● The problem
In the records below, find the line containing "Identify the red rock"; give it again exactly, along with every line that follows, and nothing else.

━━━ Data rows

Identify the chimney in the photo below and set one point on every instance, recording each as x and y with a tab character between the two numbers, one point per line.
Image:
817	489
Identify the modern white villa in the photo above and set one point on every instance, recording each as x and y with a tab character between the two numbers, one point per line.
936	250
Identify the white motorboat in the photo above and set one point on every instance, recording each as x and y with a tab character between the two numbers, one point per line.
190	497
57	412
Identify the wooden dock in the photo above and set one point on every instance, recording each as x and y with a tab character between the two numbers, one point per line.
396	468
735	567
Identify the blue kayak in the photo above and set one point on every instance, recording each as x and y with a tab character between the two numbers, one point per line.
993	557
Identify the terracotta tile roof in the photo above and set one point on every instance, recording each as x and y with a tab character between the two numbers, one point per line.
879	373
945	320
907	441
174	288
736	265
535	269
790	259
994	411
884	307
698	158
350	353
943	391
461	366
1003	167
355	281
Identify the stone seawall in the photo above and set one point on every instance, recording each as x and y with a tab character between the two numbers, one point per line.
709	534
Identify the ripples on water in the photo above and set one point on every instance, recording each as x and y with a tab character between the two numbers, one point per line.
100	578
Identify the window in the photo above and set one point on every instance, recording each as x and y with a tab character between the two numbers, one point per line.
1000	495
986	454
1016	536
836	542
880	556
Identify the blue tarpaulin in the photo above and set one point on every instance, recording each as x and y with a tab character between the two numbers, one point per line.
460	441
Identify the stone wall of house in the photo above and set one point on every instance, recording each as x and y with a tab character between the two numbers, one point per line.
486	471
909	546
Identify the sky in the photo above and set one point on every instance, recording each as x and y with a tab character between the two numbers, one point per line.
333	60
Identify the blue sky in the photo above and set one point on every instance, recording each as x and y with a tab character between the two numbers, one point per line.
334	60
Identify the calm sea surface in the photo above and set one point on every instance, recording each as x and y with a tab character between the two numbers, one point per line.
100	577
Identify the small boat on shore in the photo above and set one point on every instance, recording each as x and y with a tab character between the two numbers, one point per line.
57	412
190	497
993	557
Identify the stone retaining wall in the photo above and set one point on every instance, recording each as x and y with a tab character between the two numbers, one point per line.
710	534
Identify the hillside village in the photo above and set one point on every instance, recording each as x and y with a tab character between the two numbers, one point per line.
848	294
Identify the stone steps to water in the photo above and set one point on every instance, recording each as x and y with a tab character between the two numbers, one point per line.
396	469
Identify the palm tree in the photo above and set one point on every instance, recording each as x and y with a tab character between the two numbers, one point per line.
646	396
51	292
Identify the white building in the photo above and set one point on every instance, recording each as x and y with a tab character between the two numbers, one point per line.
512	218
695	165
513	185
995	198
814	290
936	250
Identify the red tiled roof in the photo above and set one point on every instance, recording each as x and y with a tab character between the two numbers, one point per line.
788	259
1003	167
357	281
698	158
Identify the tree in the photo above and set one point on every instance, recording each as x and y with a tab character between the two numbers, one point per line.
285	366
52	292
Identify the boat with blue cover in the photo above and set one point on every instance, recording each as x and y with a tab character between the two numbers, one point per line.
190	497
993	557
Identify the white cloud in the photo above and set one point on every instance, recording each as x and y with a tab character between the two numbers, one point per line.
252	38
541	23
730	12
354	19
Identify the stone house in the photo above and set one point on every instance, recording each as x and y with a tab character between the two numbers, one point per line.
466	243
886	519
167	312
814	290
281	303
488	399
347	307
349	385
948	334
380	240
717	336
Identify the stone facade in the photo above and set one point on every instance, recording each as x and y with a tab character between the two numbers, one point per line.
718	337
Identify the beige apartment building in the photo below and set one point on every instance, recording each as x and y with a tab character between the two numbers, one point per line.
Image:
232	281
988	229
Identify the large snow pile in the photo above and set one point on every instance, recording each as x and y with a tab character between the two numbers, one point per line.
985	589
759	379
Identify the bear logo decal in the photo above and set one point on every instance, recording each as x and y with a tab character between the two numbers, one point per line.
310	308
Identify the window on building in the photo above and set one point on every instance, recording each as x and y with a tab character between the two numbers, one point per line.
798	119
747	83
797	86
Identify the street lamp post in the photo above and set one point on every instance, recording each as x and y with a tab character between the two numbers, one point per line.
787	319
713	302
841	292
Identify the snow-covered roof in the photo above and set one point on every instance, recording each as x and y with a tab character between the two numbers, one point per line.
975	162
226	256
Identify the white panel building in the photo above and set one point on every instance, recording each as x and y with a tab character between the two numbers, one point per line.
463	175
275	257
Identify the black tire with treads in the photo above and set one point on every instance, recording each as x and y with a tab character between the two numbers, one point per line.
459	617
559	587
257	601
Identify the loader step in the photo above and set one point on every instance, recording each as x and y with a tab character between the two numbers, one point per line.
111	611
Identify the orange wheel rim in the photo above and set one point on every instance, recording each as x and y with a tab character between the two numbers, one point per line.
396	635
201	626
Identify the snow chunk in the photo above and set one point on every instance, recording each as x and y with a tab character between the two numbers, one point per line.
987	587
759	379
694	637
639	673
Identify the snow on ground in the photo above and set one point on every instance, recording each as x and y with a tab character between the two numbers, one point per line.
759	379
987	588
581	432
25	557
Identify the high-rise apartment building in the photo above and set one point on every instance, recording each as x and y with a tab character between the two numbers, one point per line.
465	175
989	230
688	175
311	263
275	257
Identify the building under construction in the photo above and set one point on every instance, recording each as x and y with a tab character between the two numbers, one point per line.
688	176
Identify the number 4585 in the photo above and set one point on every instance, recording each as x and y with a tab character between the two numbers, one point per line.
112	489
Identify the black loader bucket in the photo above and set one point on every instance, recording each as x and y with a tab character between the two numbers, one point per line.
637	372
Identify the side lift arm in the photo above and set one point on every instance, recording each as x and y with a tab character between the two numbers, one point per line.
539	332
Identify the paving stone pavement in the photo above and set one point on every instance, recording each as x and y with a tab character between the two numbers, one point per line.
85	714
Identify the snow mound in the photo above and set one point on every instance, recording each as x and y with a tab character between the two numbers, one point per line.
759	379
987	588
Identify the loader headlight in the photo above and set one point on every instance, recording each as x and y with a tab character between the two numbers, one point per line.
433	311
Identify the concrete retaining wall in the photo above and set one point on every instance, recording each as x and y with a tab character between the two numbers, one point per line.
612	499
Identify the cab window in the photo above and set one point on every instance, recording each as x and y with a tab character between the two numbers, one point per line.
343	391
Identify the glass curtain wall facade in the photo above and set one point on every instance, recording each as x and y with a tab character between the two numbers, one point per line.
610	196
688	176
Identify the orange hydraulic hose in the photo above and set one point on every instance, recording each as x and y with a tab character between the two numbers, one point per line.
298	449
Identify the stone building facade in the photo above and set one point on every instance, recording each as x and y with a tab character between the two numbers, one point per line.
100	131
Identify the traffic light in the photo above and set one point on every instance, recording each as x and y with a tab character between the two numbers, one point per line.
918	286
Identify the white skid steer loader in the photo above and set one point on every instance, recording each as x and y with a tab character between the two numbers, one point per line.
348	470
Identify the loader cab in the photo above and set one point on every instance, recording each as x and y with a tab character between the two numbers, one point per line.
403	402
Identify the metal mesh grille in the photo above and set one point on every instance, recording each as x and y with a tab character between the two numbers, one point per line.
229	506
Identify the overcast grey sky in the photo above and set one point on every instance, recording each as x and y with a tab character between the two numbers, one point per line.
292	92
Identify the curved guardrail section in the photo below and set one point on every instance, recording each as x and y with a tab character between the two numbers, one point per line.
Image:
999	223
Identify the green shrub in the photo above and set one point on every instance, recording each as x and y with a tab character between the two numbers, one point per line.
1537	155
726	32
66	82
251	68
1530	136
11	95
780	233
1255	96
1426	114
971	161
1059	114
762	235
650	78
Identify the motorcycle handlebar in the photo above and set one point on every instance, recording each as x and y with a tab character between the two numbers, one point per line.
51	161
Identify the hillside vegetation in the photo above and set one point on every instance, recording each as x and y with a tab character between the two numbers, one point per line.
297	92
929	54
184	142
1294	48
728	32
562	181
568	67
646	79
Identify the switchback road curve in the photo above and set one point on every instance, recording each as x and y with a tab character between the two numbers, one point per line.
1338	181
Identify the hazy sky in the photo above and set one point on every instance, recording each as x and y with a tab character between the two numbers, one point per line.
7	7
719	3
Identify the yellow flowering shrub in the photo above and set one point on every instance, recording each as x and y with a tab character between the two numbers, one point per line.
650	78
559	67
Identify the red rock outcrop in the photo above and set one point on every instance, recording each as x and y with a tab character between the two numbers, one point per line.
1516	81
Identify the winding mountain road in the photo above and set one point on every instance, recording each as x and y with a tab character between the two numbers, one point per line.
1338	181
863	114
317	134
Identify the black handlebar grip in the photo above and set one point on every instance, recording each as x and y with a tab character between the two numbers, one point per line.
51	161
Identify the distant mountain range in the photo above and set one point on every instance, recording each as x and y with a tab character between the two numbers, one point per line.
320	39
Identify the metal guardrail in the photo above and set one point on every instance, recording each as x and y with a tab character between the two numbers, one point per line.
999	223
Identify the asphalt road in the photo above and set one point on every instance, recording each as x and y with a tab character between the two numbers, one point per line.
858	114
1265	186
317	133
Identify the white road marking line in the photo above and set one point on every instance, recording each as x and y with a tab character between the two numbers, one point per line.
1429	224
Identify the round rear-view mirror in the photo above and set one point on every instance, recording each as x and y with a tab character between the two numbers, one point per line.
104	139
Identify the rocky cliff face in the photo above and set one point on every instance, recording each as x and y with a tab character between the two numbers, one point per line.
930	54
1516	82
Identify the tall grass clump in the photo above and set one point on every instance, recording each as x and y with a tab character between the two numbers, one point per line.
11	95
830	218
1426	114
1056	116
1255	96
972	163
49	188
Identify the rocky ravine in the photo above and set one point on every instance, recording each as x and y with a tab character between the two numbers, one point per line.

━━━━━━

● Task solution
Identify the red rock outcrop in the photo above and set one point on every instance, recording each as x and y with a tab character between the two numbers, one point per line.
1516	81
Identify the winding mountain road in the photo above and set one point on every instance, recording each as x and y with a tab character between the two numbers, one point per line.
1338	181
863	114
317	134
Identify the black handlebar grip in the photo above and set one point on every instance, recording each as x and y with a tab character between the two numbers, one point per line.
51	161
Identify the distant mountain range in the photo above and set one point on every instance, recording each as x and y with a tab character between the two numbers, one point per line.
320	39
Identify the metal guardrail in the photo above and set one point on every instance, recording each as x and y with a tab character between the two numbers, one point per line.
999	223
Identify the asphalt road in the photo above and set one point on every instance, recording each as x and y with a tab character between the two numbers, one point per line.
858	114
1265	186
317	133
Identify the white road marking line in the photo above and set one point on every instance, recording each as x and y with a tab character between the two numbers, one point per line.
1429	224
Identify the round rear-view mirror in the photo above and set one point on every instance, recording each as x and y with a tab character between the two numbers, one point per line.
104	139
Identify the rocky cliff face in the photo above and set one point on every instance, recording each as x and y with a tab character between the two numbers, one point per line.
930	54
1516	82
Identify the tall grass clump in the photo above and set one point on every instance, recording each as x and y with a tab character between the two numbers, one point per line.
11	95
830	218
1426	114
1056	116
1255	96
972	163
49	188
Identify the rocky ravine in the photo above and set one point on every instance, recording each as x and y with a tab character between the two numbers, one point per line.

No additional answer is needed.